• [EXERCISE 1]: Count how many lines of the listing below contain the string "water", with case counting. Give only the number.

---- QUOTED TEXT

This section describes how to feed text into the pipeline. To do that you first need to find some adequate text corpora that you can feed into the pipeline. It would be best to get text that consists of narrative literature, adventure and young-adult novels, newspaper stories. These contain a good mix of common nouns and verbs, which is needed for conversational natural language.

It turns out that Wikipedia is a poor choice for a dataset. That's because the "encyclopedic style" means it contains few pronouns, and few action-verbs (hit, jump, push, take, sing, love) because its mostly describing objects and events (is, has, was). It also contains large numbers of product names, model numbers, geographical place names, and foreign language words, which do little or nothing for learning grammar. Finally, it has large numbers of tables and lists of dates, awards, ceremonies, locations, sports-league names, battles, etc. that get mistaken for sentences, and leads to unusual deductions of grammar. Thus, Wikipedia is not a good choice for learning text.

There are various scripts in the learn/download directory for downloading and pre-processing texts from Project Gutenberg, Wikipedia, and the "Archive of Our Own" fan-fiction website. Once you are sure you have the right material to start, follow the next steps:

  1. To avoid using an ad-hoc tokenizer in the process, the current pipeline assumes that the texts have been pre-tokenized in the user's preferred way, and the current pipeline only does naive tokenization on them (splitting by space). As such, we need to empty the affix-punc file in link-grammar/any/ directory. It's recommended to make a copy of the origina to restore for other possible uses of the link-parser in "any" mode. If you didn't build link-grammar in a different location, this should work:

    sudo mv /usr/local/share/link-grammar/any/affix-punc /usr/local/share/link-grammar/any/affix-punc_original 
    sudo touch /usr/local/share/link-grammar/any/affix-punc
    
  2. Setup the working directory by running the following commands from the root of your learn clone, if you haven't already.

    ~/learn$ mkdir build
    ~/learn$ cd build
    ~/learn/build$ rm -rf *
    ~/learn/build$ cmake ..
    ~/learn/build$ make
    ~/learn/build$ sudo make install
    ~/learn/build$ make run-ull
    

    Review the file README-run.md if you want to have a general understanding of what each of these scripts/files do.

--------
---- GIVEN RECORDS

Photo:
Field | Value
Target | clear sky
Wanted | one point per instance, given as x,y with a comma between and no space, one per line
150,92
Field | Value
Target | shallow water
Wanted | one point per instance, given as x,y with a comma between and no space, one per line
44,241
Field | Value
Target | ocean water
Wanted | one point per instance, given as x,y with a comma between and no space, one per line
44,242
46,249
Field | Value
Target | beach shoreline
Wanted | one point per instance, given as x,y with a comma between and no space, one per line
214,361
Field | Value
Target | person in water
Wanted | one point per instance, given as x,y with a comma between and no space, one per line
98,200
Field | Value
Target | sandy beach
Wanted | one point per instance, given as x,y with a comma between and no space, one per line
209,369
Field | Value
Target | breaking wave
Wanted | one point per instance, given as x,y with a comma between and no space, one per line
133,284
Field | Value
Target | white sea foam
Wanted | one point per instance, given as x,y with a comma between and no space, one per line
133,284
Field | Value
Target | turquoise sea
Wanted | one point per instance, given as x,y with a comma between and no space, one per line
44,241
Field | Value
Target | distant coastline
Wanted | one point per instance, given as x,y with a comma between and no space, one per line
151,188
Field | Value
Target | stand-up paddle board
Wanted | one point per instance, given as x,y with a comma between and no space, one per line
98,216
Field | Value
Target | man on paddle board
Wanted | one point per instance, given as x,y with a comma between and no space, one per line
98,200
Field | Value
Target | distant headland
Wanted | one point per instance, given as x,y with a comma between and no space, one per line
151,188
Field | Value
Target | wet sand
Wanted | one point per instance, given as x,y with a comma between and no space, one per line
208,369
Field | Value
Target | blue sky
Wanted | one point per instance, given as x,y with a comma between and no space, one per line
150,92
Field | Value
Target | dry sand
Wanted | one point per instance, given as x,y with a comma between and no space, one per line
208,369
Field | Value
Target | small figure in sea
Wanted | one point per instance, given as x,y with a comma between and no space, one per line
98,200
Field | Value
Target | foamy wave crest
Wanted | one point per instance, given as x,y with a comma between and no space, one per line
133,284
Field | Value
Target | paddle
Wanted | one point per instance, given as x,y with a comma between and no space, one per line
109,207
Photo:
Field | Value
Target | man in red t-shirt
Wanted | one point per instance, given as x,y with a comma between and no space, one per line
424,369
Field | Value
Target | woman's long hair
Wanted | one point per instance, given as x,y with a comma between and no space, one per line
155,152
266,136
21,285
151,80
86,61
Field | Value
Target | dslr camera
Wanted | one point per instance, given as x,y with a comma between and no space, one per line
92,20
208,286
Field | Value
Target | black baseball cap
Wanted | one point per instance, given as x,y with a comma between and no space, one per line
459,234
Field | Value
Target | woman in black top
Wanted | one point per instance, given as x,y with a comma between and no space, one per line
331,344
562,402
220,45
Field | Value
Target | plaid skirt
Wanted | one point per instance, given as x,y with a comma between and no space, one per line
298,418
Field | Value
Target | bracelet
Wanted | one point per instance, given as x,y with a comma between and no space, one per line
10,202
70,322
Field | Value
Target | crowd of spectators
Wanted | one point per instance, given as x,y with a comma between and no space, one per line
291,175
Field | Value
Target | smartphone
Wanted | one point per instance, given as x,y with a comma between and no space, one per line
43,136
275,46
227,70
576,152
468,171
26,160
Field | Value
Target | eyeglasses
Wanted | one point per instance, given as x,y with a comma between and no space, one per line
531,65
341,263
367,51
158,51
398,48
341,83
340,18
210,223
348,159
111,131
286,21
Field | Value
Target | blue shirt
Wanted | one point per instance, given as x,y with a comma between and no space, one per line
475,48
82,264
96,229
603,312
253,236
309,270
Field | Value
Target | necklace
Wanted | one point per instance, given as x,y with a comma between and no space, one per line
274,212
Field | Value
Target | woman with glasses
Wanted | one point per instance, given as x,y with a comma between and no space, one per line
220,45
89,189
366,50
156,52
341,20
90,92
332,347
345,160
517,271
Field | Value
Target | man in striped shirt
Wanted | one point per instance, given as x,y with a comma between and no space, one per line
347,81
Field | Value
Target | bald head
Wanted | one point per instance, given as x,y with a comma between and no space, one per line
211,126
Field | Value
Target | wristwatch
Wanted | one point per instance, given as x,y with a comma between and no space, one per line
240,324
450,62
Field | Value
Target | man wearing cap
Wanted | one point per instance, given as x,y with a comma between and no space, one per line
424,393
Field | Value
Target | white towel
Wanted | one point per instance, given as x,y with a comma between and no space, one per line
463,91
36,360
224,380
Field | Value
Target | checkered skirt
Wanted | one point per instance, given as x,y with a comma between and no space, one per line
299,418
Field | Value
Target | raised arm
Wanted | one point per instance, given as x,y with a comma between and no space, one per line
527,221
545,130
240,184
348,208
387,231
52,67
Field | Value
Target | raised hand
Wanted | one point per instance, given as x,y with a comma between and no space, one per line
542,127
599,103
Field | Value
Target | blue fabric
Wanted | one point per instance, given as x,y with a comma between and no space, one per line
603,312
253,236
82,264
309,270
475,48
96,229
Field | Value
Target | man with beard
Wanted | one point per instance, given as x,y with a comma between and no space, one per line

--------

• [EXERCISE 2]: Condense the paragraph in the text on feeding text into the pipeline that begins "It turns out that Wikipedia" into a short bulleted list, keeping its main points.

• [CORRECT ANSWER 1]: 3

• [CORRECT ANSWER 2]:
Wikipedia is a poor dataset for learning text because:
- Its encyclopedic style has few pronouns and few action verbs, since it mostly describes objects and events.
- It has many product names, model numbers, place names and foreign words, which do little for learning grammar.
- Its many tables and lists of dates, awards, ceremonies, locations, sports leagues, battles and the like get mistaken for sentences and lead to unusual deductions of grammar.